### SELECTED EXTRACT
>>>>

Whether you feel comfortable laughing during a movie that documents the lives of the marginalized may depend on where you stand. "When I first tested Precious, it was at the Magic Johnson Theater in Harlem, for an all-black audience, and it played like a comedy," Daniels says. "And when I played it for a white audience in Sundance, you could hear a pin drop."
That Daniels has found a cinematic language that speaks to black and white audiences is part of what makes him -- a black, gay director -- unique. As a child growing up in Philadelphia, he experienced both worlds, first as a beat-upon gay kid in an impoverished black neighborhood, then as a beat-upon black kid in a privileged white neighborhood. "I learned to train my bowel movements, my piss, so that I wouldn't have to go to the bathroom all through school," he recalls. "And then I'd run home."

<<<<

### INFORMATION SUPPLIED
>>>>

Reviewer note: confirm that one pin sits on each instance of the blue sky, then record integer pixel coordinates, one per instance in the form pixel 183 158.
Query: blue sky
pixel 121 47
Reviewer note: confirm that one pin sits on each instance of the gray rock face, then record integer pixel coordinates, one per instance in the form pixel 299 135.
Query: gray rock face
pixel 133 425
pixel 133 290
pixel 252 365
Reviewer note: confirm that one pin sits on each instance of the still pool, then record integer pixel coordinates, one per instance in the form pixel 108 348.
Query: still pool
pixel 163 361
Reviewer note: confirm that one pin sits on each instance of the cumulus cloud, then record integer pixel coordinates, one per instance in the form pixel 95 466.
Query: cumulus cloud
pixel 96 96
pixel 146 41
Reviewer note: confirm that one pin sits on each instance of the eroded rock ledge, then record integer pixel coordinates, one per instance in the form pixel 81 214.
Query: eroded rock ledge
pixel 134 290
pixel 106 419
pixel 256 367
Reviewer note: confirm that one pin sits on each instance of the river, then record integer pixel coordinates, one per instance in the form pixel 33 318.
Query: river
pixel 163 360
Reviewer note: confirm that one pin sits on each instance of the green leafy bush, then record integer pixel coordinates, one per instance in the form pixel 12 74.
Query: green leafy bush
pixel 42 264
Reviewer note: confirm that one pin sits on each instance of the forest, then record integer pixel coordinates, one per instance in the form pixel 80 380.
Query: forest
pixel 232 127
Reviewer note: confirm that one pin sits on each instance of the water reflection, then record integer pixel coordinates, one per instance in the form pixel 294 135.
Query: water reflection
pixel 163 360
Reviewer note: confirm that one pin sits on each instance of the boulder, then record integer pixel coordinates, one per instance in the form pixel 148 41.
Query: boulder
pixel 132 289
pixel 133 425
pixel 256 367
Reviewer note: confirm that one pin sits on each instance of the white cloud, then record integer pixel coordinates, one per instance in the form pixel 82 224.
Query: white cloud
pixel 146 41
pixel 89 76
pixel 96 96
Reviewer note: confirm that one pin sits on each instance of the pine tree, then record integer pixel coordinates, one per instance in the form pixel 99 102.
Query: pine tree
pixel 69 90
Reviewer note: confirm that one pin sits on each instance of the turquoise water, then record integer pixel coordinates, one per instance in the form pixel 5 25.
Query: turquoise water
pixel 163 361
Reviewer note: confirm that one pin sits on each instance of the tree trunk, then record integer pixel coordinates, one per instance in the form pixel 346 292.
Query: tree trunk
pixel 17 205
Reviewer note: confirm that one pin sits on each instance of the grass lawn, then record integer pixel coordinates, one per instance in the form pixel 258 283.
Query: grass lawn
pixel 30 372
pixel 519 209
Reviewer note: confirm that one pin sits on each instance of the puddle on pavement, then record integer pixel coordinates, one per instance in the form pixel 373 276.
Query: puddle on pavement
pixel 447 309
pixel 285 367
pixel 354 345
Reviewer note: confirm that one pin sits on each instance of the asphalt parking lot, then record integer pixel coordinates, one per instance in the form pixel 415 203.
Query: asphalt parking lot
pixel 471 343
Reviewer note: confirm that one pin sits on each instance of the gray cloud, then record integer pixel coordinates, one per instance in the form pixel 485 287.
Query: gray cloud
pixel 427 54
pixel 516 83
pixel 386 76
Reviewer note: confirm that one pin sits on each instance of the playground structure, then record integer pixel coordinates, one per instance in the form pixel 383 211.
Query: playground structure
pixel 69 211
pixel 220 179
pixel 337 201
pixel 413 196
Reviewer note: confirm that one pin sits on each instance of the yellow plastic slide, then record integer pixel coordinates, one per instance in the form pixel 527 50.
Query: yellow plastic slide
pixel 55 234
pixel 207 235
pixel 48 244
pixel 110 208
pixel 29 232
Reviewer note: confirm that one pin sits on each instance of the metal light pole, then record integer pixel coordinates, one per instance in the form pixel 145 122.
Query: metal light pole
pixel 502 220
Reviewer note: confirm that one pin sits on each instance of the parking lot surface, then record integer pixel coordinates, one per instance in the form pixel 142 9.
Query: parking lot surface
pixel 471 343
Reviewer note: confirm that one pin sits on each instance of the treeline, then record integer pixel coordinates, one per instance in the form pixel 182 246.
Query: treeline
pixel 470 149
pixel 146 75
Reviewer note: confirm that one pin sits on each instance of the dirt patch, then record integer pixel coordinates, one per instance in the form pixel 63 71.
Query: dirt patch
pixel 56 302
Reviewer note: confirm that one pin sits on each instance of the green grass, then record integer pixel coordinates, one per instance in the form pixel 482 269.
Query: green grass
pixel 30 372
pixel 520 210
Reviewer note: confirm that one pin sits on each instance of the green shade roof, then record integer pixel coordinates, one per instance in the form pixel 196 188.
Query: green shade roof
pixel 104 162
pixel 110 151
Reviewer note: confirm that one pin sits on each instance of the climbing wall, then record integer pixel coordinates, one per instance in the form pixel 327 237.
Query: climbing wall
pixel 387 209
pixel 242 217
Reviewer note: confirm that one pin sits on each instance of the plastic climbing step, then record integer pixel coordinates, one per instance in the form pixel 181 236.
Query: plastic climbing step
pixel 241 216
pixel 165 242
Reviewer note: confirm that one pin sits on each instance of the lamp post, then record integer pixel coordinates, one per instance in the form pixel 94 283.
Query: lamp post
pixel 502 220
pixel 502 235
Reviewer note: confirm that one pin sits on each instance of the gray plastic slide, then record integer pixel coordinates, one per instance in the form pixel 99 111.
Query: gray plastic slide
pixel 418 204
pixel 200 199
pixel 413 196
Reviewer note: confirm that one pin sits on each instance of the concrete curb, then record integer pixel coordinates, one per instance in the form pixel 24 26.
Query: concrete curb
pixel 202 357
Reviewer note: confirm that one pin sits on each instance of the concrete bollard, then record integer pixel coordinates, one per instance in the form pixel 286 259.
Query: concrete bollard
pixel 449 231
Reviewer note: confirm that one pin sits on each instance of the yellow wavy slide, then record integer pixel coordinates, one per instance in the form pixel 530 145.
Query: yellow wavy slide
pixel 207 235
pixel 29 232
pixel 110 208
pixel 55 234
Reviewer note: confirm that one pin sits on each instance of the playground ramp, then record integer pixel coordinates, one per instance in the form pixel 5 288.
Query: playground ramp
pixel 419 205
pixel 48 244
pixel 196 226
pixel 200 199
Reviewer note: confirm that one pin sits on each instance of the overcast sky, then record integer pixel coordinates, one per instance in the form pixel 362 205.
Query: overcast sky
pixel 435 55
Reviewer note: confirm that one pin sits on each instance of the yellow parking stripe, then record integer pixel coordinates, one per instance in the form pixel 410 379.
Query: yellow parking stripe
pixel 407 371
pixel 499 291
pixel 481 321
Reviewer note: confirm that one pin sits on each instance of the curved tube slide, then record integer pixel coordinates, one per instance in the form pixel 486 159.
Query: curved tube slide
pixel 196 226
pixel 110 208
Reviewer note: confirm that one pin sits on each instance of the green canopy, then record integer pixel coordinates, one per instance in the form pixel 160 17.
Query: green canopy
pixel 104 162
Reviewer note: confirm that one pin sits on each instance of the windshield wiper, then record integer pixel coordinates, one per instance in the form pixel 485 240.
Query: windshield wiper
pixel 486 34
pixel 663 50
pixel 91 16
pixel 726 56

<<<<

### REQUIRED ACTIONS
1. In the passage about the director of Precious, where was the film first tested, and for what audience?
2. Extend the passage about the director of Precious, picking up right after its last sentence.

### RESULTS OF THE TASKS
1. At the Magic Johnson Theater in Harlem, for an all-black audience.

2.
Although he plays it down, Daniels's childhood was fogged by the kind of family dysfunction and struggle that animates his movies. He remembers his father -- a cop who was killed during a raid on a Philly bar when Daniels was 15 -- dumping him in a trash can after catching him in his mother's red pumps. "When I came out it was because I loathed my dad so much -- I couldn't understand how you could, with an extension cord, beat a 45-pound kid just because he's aware of his femininity," he says. "For me it really created a world where I understood Precious, where you learn the power of the imagination. And that's how it began for me."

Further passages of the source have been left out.